-- start of Material shown --

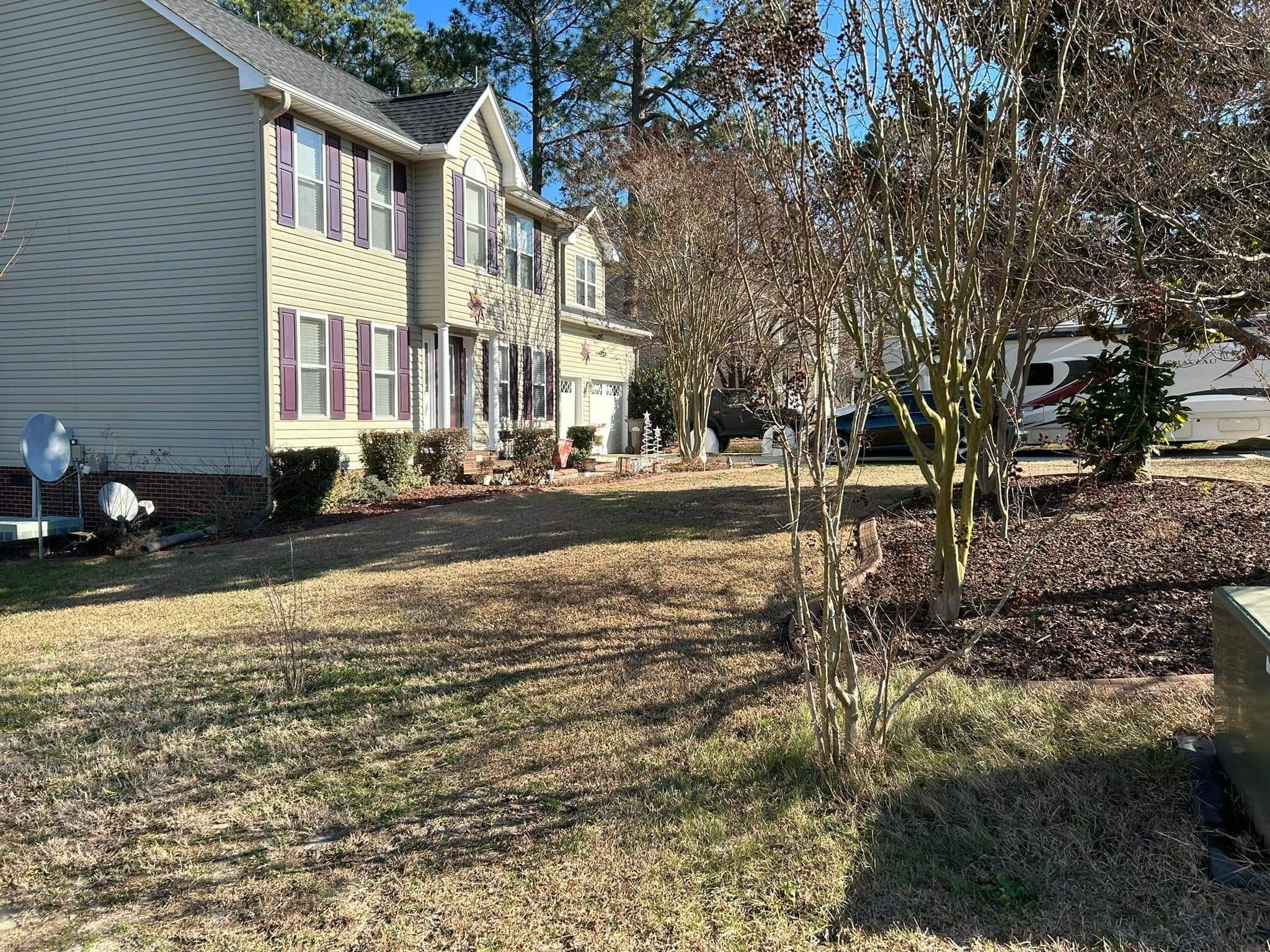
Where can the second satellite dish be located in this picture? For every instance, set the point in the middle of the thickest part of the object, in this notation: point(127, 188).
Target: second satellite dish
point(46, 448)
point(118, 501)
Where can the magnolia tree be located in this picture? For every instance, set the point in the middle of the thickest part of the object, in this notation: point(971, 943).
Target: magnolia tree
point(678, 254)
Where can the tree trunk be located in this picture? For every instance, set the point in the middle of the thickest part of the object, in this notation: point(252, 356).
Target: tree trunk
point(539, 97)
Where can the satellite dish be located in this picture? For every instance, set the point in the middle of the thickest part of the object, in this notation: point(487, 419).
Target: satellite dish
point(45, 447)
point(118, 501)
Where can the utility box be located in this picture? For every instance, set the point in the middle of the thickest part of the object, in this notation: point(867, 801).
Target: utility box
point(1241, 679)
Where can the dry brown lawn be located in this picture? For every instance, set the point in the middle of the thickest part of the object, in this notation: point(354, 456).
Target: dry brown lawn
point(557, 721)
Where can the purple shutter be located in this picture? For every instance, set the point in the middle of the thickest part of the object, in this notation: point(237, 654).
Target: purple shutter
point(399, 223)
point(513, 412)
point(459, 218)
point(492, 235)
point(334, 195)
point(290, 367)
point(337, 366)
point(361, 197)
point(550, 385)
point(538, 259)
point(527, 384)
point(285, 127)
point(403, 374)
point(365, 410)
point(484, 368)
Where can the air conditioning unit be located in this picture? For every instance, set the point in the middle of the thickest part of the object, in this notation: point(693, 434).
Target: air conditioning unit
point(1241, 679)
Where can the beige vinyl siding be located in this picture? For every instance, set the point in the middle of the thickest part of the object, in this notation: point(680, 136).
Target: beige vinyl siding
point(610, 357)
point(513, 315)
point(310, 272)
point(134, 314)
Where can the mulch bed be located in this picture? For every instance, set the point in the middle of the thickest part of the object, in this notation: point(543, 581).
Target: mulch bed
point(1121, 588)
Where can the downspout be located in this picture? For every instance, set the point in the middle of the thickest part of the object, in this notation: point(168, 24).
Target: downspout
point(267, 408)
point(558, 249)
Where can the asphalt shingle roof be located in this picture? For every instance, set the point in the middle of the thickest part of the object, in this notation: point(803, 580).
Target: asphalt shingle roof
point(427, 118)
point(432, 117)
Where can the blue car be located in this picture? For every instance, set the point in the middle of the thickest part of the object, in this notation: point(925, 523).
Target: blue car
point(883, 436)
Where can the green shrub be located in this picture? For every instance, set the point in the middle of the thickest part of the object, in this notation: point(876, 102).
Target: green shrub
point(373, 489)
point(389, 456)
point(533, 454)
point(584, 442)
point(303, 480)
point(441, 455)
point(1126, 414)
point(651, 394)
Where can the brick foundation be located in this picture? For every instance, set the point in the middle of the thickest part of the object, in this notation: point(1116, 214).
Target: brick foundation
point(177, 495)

-- end of Material shown --

> _What you are asked to do_
Write out every line of the listing above without any changes, omitting the pictures.

> _Answer to this problem_
Where can the second satellite dish be located in this picture? For every instance, set the point in the middle of the thickest part of the object, in this notation: point(127, 188).
Target: second satellite dish
point(46, 448)
point(118, 501)
Where can the magnolia tree be located in this picture? For every instance, set the point in the middle of the thickest part of the object, in this notation: point(971, 943).
Target: magnolia tree
point(678, 254)
Where can the tree trunk be located in this picture? For every instance, set the point in the middle of the thickest part of the object, in this notation: point(252, 356).
Target: tree trunk
point(539, 97)
Where can the satellite dish be located in this picture? For every instance, set the point in the middle of the thickest part of the object, in this notation: point(487, 419).
Target: satellite dish
point(45, 447)
point(118, 501)
Where can the utility box be located in this picture? For every instance, set the point in the middle of the thickest part of the object, in this notation: point(867, 801).
Target: utility box
point(1241, 679)
Where can the dry brown lawn be located in this picture? For every instance, set the point in the middle of the thickest part of the object, in this notation: point(354, 456).
Target: dry brown lawn
point(557, 721)
Where can the purple shutter be located in this picture? For every instance, set the point in the middle of the thickest part of the object, in this notation: point(237, 654).
Target: purple shutter
point(399, 223)
point(513, 412)
point(459, 218)
point(492, 235)
point(334, 195)
point(290, 367)
point(337, 366)
point(361, 197)
point(550, 385)
point(538, 259)
point(527, 384)
point(285, 127)
point(403, 374)
point(365, 410)
point(484, 368)
Where can the air conditioning unit be located in this picture? For every instance, set the point in the middle of the thickest part of the object, in this notation: point(693, 434).
Target: air conditioning unit
point(1241, 679)
Where can the beige vinyl siding be located in this picture? For every instance, set the point in the middle of the thickest part of the object, in this notation: point(680, 136).
Target: beige vinyl siding
point(610, 357)
point(513, 315)
point(310, 272)
point(134, 314)
Where can the mulch bed be located in this picture? For every instance, set the point in the middle of the thickest part of the object, in this notation: point(543, 581).
Target: mulch bed
point(1121, 588)
Where can the downspout be located in this picture? For every instance, set the point in the middle of the thickest part of the object, in this notation: point(168, 24).
Target: downspout
point(267, 408)
point(558, 249)
Where can the asphalt shingle roof be located in this picture? For every instance, set the point in the middle of the thickest part of the object, in this notation: point(803, 580).
Target: asphalt shingle roof
point(427, 118)
point(432, 117)
Where can the blue car be located in this picture? For every instance, set the point in the middle of the thickest part of the object, in this notation: point(925, 523).
Target: blue car
point(883, 436)
Where can the green shrub be located in this picture? For every instance, set the point in the middle of the thickest part of the object, in this notation: point(876, 102).
Target: green shrub
point(373, 489)
point(389, 456)
point(533, 454)
point(584, 442)
point(303, 480)
point(441, 455)
point(1126, 414)
point(651, 394)
Where can the brick foundation be located in this picture? For every instance, set the point in the middle of the thickest part of the object, in this notation: point(1116, 214).
Target: brick foundation
point(177, 495)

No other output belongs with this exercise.